==== SUPPLIED DATA
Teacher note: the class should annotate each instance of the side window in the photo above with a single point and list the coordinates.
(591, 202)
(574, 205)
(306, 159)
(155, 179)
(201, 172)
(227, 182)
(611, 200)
========
PROBLEM REQUIREMENTS: Write out every entry verbatim.

ANSWER TO THE EXERCISE:
Teacher note: the class should annotate each instance of the side window in the photo above with a single point and list the coordinates.
(591, 202)
(574, 205)
(306, 159)
(155, 179)
(201, 172)
(227, 182)
(611, 200)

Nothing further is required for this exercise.